## start Dataset records

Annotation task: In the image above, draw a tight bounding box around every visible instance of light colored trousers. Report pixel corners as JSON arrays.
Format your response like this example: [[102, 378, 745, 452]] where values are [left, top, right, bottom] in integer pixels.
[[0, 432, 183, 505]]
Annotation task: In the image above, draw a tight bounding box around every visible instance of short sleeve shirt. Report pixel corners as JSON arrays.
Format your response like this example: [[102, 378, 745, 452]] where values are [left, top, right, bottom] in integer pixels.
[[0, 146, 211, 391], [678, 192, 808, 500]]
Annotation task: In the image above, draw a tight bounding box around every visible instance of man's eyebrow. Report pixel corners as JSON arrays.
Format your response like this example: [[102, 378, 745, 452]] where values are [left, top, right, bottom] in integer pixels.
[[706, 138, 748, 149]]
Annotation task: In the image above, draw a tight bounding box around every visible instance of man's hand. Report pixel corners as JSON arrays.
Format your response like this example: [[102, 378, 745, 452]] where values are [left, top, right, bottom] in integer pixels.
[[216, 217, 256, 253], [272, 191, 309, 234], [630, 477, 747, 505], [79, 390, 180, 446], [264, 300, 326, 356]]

## end Dataset records

• Problem to work on:
Put every one of the lines above into a JSON list of strings, with one string per line and any blank lines left out.

• Answer to this exercise:
[
  "Annotation task: In the image above, draw a tight bounding box around every visible instance of light colored trousers. Report pixel corners as JSON arrays.",
  "Format your response like this example: [[102, 378, 745, 452]] where values are [left, top, right, bottom] in integer pixels.",
  "[[0, 432, 183, 505]]",
  "Annotation task: In the image above, draw a tight bounding box around every visible instance of short sleeve shirt. Report pixel corners as JSON arrays.",
  "Format your response like this example: [[102, 378, 745, 452]] where values are [left, top, right, bottom] in integer pixels.",
  "[[0, 146, 211, 391], [678, 192, 808, 500]]",
  "Annotation task: In the image above, draw a tight bounding box around every visible instance of man's eyebrow. Report pixel corners as JSON arrays.",
  "Format your response like this example: [[102, 378, 745, 452]] where values are [left, top, right, bottom] in integer pixels.",
  "[[706, 138, 748, 149]]",
  "Annotation task: In the image above, draw a tight bounding box around every visible instance of man's hand. Report pixel corners as JSON arrays.",
  "Format your response like this example: [[102, 378, 745, 452]] where values are [left, top, right, bottom] in integer pixels.",
  "[[216, 217, 256, 253], [272, 191, 309, 234], [630, 477, 747, 505], [79, 390, 180, 446], [264, 300, 326, 356]]"
]